PASSAGE TO READ START
Saving “Sick” Suppliers Through TPS

The TSSC by design is not part of the business relationship with suppliers. It is there to educate through projects. Toyota purchasing has its own quality and TPS experts to work with suppliers when there are problems, the most severe of which is when a supplier shuts down the Toyota assembly plant because of a quality or production problem. Don Jackson, who later became vice president of manufacturing in Georgetown, Kentucky, was a quality manager in purchasing and created a system of evaluating and classifying suppliers.

Before joining Toyota, when Jackson worked for a supplier to the Big Three American automakers, he was shocked at how little hands-on assistance or monitoring was provided. He recalls, “I was successful in shutting down Ford for a day. No one ever visited my plant—even though I shut down the plant for a day.” He was determined that would not happen at Toyota. Suppliers are rated from one (like when a plant burns down) to five (exemplary TPS supplier). If a supplier puts a Toyota assembly plant in danger of shutting down, it will be a two. Toyota will then send a team of people swarming through the supplier’s plant and the supplier must develop an action plan to address all of their concerns. A level two typically means severe probation for a year.
PASSAGE TO READ END
PROVIDED RECORDS START
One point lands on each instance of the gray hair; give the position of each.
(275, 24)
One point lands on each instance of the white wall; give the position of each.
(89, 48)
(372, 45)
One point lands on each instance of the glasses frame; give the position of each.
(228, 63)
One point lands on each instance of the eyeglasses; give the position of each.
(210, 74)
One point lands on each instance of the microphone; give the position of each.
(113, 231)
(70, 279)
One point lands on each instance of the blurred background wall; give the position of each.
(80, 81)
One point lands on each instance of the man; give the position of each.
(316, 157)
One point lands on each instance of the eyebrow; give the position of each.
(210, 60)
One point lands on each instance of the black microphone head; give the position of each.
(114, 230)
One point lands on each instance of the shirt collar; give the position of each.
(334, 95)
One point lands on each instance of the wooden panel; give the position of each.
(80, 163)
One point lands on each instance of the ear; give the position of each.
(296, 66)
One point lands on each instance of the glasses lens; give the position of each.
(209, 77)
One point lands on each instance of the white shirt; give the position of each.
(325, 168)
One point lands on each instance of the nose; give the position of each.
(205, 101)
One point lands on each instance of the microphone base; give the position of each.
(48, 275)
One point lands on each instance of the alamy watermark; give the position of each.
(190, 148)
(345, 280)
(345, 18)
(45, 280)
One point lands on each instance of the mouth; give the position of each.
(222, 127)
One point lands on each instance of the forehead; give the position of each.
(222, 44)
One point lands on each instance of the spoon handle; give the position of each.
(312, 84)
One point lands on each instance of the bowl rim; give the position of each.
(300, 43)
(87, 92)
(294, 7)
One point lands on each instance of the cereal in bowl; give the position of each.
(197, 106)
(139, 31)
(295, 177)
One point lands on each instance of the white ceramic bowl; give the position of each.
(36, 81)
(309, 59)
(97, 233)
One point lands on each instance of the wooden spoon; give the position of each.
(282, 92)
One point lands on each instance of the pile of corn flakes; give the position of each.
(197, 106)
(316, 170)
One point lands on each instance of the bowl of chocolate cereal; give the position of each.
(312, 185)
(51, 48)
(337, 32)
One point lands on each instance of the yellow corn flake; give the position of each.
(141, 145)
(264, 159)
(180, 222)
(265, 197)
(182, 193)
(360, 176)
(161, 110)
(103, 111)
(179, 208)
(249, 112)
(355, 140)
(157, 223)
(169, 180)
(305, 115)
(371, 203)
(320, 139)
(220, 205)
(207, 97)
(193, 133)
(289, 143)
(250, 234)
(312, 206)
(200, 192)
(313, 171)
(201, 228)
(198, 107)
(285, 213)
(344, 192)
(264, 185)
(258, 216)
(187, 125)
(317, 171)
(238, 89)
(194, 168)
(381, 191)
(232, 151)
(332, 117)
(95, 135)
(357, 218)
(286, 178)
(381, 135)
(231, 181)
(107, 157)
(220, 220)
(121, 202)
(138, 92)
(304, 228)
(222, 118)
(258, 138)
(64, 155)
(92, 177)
PROVIDED RECORDS END
For each numbered statement below, decide whether it agrees with the text about Toyota and troubled suppliers. Answer yes or no and quote the exact words of the text that settle it. 1. The TSSC is part of Toyota's business relationship with suppliers. 2. A supplier that puts a Toyota assembly plant in danger of shutting down is rated a two. 3. A level two rating typically means probation for six months.

RESULT FOR THIS TASK
1. No: "The TSSC by design is not part of the business relationship with suppliers."
2. Yes: "If a supplier puts a Toyota assembly plant in danger of shutting down, it will be a two."
3. No: "A level two typically means severe probation for a year."